■ **Text block**:
+++
Last week the First Lady received her Covid-19 jab and yesterday she urged other women and girls to follow suit as she continues to lead from the front in finding solutions to the coronavirus.

She also said women must work together and avoid gossiping and looking down upon each other.

“Respect is a good thing. I am saying let us love each other as women. Let us help each other as women,” she said.

She further encouraged chief’s wives to sow the seeds of love in communities.

In yesterday’s competition, Mrs Beauty Machaka came out tops followed by Mrs Jayne Munodawafa (Mai Chief Murinye) who came second after battling it out with other 18 contestants drawn from all the districts in Masvingo province. 

Among dishes prepared yesterday was sadza from sorghum, millet, cassava and rice.

Stews, some of which were prepared in clay pots giving an African feel to yesterday’s programme included rabbit meat, guinea fowl, birds, mice, madora, magandari, grasshoppers, termites, flying ants and road runner in peanut butter.

The menu included mushroom, dried vegetables, pumpkins, rice in peanut butter, nuts, roundnuts, okra and a mixture of pumkins and peanut butter.

Indigenous fruits were also on display and these included makwangwara from murara tree which is found in Chilonga and Chambuta which helps men boost masculinity.

Another fruit from Chambuta-Ndoda helps increase milk production in nursing mothers while the seeds are used for making skin oil.
+++
Referring-expression pointing data:

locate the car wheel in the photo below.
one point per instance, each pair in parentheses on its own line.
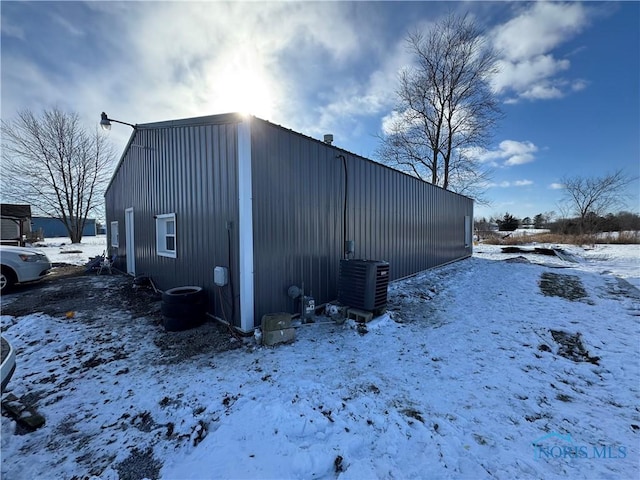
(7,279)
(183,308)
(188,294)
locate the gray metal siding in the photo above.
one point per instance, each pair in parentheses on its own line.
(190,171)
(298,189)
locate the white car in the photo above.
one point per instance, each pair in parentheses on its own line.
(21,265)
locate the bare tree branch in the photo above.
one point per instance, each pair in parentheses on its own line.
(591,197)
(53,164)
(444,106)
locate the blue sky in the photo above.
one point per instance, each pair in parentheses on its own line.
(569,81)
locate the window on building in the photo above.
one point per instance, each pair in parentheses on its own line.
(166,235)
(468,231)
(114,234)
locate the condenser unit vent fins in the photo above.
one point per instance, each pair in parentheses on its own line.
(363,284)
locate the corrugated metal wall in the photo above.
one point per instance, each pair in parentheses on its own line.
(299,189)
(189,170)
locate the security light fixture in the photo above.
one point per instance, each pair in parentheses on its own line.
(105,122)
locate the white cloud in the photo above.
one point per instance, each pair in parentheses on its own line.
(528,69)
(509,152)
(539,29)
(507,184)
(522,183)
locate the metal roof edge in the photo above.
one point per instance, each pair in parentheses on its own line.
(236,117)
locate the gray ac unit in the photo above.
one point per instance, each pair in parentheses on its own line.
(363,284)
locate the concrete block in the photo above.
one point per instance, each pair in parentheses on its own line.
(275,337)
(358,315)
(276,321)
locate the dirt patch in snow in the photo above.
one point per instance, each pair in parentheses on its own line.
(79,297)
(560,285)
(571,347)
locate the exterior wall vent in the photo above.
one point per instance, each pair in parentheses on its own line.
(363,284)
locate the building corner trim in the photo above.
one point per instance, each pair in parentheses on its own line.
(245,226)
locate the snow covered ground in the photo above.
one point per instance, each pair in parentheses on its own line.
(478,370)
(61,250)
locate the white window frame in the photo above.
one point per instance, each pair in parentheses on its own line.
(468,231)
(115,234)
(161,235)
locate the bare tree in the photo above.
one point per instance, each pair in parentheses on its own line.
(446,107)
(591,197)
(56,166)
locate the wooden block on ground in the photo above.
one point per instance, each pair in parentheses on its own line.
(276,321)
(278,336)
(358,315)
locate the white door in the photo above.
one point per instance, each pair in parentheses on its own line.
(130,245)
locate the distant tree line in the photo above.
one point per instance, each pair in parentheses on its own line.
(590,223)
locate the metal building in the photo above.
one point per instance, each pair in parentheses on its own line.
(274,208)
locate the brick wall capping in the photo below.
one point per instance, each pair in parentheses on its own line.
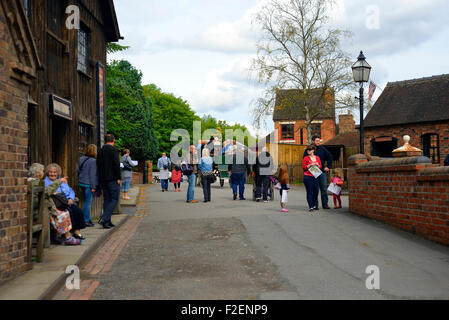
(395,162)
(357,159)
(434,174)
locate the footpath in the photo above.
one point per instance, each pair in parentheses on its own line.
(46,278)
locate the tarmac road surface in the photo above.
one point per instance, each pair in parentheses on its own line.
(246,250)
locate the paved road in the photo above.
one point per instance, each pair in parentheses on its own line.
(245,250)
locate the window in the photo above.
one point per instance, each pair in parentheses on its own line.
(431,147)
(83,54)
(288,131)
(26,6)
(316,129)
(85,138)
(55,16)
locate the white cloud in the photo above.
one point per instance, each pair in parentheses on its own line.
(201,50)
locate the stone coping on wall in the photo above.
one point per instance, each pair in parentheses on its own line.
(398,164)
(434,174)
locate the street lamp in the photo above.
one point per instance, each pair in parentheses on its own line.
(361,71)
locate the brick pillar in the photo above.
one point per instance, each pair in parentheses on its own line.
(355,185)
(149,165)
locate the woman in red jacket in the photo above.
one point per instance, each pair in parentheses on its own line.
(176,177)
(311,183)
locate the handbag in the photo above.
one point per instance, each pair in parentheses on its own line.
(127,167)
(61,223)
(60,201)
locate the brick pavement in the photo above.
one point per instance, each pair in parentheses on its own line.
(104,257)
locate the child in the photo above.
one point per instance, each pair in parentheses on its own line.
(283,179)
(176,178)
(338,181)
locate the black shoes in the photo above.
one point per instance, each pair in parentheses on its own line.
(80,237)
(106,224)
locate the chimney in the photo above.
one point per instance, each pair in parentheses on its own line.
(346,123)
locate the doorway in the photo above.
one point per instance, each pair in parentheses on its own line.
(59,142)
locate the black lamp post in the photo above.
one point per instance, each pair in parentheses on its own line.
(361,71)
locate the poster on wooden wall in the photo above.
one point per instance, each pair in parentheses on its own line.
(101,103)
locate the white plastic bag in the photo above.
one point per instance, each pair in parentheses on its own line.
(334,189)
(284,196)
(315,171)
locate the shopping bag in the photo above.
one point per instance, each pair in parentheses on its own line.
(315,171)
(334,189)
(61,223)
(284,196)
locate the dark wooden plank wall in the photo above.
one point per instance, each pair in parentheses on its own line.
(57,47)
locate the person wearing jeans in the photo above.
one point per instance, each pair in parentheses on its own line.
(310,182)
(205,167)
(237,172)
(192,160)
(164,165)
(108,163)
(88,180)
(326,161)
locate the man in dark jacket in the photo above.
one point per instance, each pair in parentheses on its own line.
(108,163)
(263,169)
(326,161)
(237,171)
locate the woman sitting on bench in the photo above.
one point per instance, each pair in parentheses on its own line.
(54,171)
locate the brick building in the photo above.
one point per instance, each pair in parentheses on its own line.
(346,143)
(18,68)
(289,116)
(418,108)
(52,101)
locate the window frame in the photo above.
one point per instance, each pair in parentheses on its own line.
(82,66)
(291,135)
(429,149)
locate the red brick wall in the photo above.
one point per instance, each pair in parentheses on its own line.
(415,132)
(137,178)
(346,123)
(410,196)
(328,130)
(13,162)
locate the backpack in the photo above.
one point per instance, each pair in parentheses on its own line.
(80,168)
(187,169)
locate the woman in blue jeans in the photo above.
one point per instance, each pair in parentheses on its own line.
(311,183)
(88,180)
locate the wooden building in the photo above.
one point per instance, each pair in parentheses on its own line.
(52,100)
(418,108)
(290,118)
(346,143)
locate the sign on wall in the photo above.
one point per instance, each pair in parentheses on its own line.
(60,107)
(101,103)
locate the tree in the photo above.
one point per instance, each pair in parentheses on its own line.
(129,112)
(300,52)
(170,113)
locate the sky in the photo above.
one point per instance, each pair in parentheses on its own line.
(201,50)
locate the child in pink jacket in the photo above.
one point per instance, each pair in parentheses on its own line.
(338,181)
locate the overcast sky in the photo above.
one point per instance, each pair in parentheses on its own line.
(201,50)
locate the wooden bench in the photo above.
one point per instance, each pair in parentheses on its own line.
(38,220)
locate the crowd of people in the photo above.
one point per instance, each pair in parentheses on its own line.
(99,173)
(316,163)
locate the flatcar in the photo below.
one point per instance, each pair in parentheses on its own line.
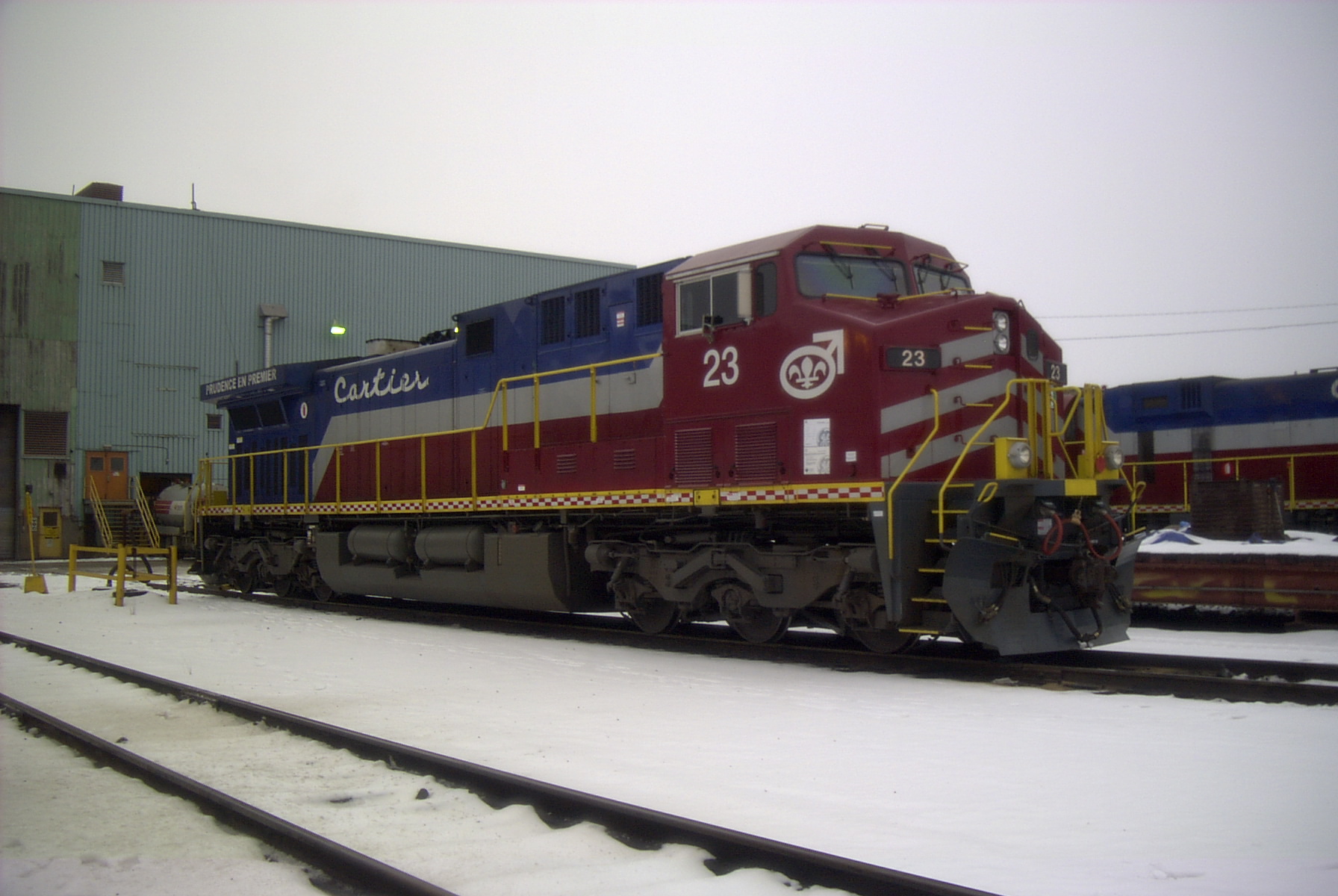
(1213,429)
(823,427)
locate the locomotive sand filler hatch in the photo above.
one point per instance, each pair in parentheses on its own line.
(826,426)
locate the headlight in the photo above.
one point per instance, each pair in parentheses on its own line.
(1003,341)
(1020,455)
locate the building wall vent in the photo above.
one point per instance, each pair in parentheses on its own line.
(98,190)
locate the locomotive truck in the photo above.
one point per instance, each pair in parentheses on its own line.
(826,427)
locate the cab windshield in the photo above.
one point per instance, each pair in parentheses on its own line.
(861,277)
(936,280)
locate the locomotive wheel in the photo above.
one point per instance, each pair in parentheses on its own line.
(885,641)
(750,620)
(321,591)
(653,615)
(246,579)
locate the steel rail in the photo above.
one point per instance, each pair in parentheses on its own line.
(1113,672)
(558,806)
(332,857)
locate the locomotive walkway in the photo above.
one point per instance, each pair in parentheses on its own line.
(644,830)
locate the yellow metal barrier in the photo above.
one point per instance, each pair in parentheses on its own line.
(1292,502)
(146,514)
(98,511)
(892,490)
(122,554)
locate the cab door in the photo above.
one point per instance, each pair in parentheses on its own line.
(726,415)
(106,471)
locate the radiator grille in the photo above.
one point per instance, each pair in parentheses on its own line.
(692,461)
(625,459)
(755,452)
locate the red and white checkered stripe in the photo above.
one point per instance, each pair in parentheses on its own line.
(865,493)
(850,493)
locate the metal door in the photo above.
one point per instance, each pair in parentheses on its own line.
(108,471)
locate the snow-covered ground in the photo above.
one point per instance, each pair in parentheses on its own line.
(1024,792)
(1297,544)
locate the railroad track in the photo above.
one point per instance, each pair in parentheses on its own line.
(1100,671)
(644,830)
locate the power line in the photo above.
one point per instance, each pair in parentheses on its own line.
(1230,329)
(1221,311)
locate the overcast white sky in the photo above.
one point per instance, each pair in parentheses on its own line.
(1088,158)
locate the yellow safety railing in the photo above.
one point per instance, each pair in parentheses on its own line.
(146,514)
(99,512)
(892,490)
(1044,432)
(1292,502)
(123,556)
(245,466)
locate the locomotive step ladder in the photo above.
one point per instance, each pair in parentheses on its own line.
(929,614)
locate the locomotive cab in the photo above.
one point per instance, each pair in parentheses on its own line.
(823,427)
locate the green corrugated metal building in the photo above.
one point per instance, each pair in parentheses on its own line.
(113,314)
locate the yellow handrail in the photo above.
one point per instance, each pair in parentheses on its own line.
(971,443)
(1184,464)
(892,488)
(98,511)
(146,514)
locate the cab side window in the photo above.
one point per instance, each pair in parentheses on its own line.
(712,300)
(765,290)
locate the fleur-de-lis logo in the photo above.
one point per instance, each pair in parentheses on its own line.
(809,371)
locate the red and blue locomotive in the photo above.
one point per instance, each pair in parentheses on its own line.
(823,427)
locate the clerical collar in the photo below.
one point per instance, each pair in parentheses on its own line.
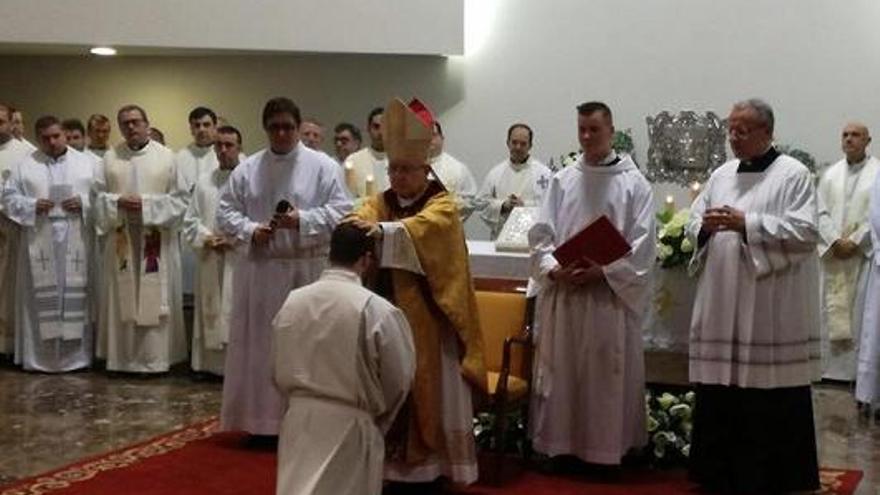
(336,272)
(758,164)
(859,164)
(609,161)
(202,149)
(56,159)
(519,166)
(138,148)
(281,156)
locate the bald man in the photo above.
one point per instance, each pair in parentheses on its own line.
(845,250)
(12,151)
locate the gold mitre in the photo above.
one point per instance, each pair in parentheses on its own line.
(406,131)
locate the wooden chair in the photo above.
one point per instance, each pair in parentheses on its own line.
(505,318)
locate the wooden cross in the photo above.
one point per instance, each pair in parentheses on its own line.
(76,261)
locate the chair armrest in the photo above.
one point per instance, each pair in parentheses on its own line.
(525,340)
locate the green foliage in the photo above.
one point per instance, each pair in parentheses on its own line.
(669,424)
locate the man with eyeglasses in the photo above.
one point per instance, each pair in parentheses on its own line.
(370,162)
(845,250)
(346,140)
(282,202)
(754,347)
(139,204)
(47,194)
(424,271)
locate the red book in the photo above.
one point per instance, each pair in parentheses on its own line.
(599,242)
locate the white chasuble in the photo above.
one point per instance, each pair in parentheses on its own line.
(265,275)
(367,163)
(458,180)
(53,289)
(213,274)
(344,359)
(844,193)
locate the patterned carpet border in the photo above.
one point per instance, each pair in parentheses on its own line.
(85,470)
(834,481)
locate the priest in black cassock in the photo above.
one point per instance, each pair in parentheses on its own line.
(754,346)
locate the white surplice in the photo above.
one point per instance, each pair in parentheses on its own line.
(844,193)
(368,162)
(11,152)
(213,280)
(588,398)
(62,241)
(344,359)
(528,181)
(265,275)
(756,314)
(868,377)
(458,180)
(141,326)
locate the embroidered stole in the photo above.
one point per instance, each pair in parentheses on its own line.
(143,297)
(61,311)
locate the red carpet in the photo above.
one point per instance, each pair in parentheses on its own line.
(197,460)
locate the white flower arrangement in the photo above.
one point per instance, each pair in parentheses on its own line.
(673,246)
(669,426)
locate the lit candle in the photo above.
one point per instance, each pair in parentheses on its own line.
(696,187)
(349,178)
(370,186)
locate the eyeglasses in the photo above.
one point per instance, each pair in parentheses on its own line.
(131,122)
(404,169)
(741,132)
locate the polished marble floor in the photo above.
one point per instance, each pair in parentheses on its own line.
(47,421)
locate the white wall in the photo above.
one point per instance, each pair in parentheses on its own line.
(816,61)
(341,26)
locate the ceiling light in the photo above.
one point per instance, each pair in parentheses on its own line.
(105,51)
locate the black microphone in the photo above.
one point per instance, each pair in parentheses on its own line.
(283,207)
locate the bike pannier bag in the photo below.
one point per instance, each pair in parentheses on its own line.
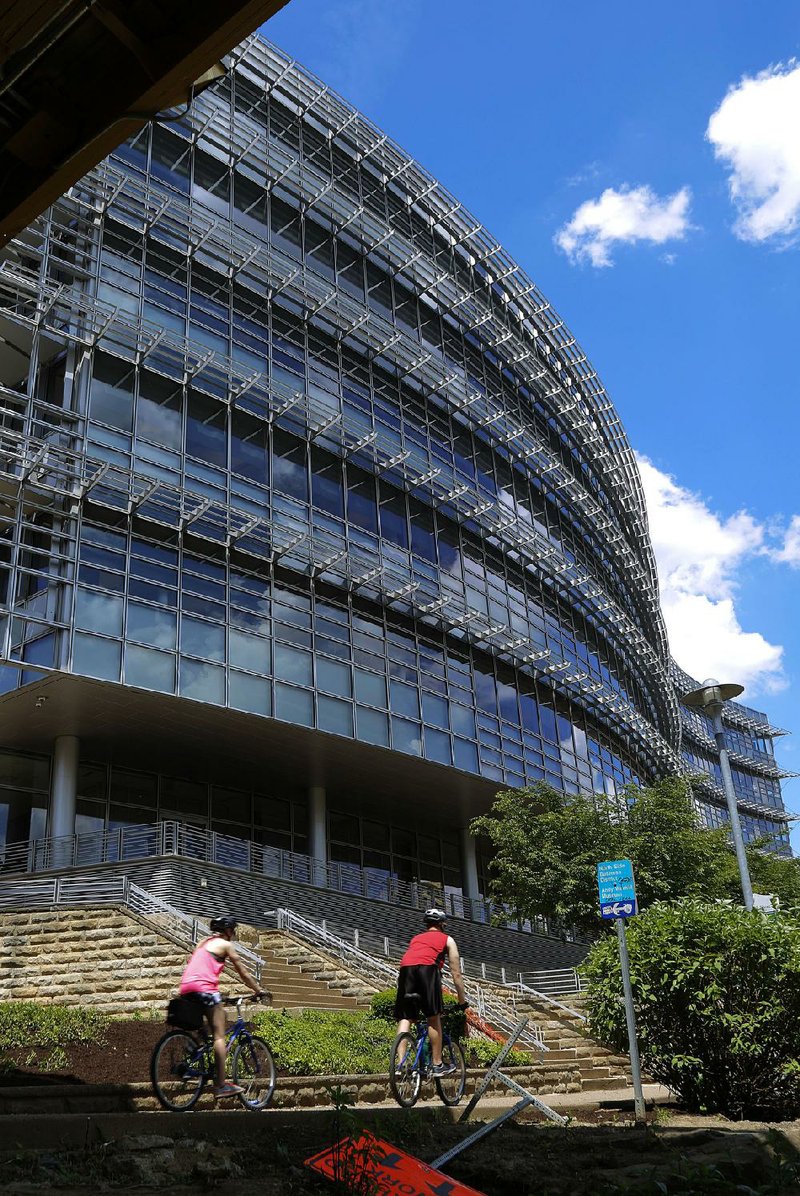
+++
Proceed with the news piece on the First Lady and the Masvingo traditional food competition, picking up right after its final sentence. These entries come from a separate source, unrelated to the text.

■ **Answer for the task**:
Sambarambwambwa also helps lactating mothers produce milk, berries help stops gum bleeding. There was also nyii, cucumbers, amarula fruit to make juice and the seeds which are known as tsomho make nuts for snacks. The fruits are also squeezed into mukumbi, a potent drink.

First Lady Auxillia Mnangagwa and Mwenezi West legislator Priscilla Moyo hands over a prize the contestant who prepared the best dish yesterday. — Pictures: John Manzongo.

Water melons were also served alongside figs whose leaves makes green tea. There were African grapes (Makosvo), baobab fruits and guavas.

Herbs on display included the barks of mukamba tree which help to cure chest pains and heal snake bites by boiling and drinking the water.

Dried corn silk, Mbuya Tendai Mutodza from Chivi said it helps to prevent bed-wetting.

She also said that Batsavatsi soil helps pregnant women clear the birth canal while the peels of berries help cure headaches and dizziness.

Masvingo Provincial Affairs Minister Ezra Chadzamira was full of praises for the First Lady who has been doing wonders in his Province and the country at large.

Only last month she launched her Gota/Nhanga/Ixiba programme at Chief Nhema’s homestead in Zaka. 

“We are very grateful for the work you are doing as the mother of the nation. Masvingo Province has been highly favoured by yourself in terms of development and Vision 2030. We want to thank you heartily but at times we are left tongue-tied. If all of us could act the way you do our country could be at a much higher level. Masvingo got a lot from your programmes of assisting opharns, and initiating various income generating projects,” he said to applause.

Representing chiefs’ wives, Mrs Priscilla Charumbira said she was grateful to the First Lady for her educative programmes.

“We would like to thank you for your programmes which promote our culture and elevate our country. You are teaching our children morality and bringing back our traditional values of educating our children who are growing up. We are here to support you in the works you are carrying out,” she said.

Speaking at the same occasion, Mwenezi West legislator Cde Priscilla Moyo expressed gratitude to the First Lady for her insight.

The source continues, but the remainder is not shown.